Records pointing to named objects
++++

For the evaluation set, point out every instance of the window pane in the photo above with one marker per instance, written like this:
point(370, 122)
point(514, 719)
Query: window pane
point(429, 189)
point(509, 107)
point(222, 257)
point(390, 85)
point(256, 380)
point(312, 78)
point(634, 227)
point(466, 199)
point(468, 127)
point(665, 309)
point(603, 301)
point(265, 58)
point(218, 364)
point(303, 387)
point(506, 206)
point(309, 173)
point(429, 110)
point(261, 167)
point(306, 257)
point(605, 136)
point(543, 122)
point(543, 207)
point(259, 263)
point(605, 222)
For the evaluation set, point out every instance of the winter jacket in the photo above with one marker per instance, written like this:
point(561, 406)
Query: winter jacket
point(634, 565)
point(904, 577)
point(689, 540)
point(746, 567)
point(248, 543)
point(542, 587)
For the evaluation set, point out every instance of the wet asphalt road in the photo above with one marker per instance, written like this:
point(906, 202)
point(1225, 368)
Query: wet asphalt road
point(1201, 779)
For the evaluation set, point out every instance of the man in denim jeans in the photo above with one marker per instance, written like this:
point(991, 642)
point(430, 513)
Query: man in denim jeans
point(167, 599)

++++

**Brief:**
Render every line of the entries above as a JSON list of strings, one string per line, leaving out any blank lines.

**Task output:**
[
  "For the evaluation set, point out every instance of the window pane in the photo above with one marker per instance, written like this:",
  "point(370, 122)",
  "point(514, 719)",
  "Query: window pane",
  "point(429, 189)",
  "point(509, 107)",
  "point(222, 257)",
  "point(390, 85)",
  "point(256, 380)",
  "point(312, 78)",
  "point(634, 227)",
  "point(466, 199)",
  "point(468, 127)",
  "point(665, 309)",
  "point(603, 301)",
  "point(265, 58)",
  "point(218, 364)",
  "point(303, 387)",
  "point(506, 206)",
  "point(309, 173)",
  "point(429, 110)",
  "point(261, 167)",
  "point(306, 257)",
  "point(605, 136)",
  "point(543, 122)",
  "point(543, 207)",
  "point(259, 263)",
  "point(605, 222)",
  "For the evaluation set, point out every instance of the winter jacket in the photo above with one marker per instance, written like this:",
  "point(561, 406)",
  "Query: winter jacket",
  "point(634, 565)",
  "point(904, 577)",
  "point(689, 540)",
  "point(746, 567)",
  "point(248, 543)",
  "point(542, 587)",
  "For the evaluation set, point out every instance of the wet asphalt road in the photo above with one marker per instance, written like this:",
  "point(906, 202)",
  "point(1225, 368)",
  "Query: wet asphalt road",
  "point(1201, 779)",
  "For the evaluation set, point out every instance of the man in denim jeans in the photo above with one marker per instance, written like this:",
  "point(991, 642)",
  "point(430, 513)",
  "Query: man in denim jeans",
  "point(167, 599)"
]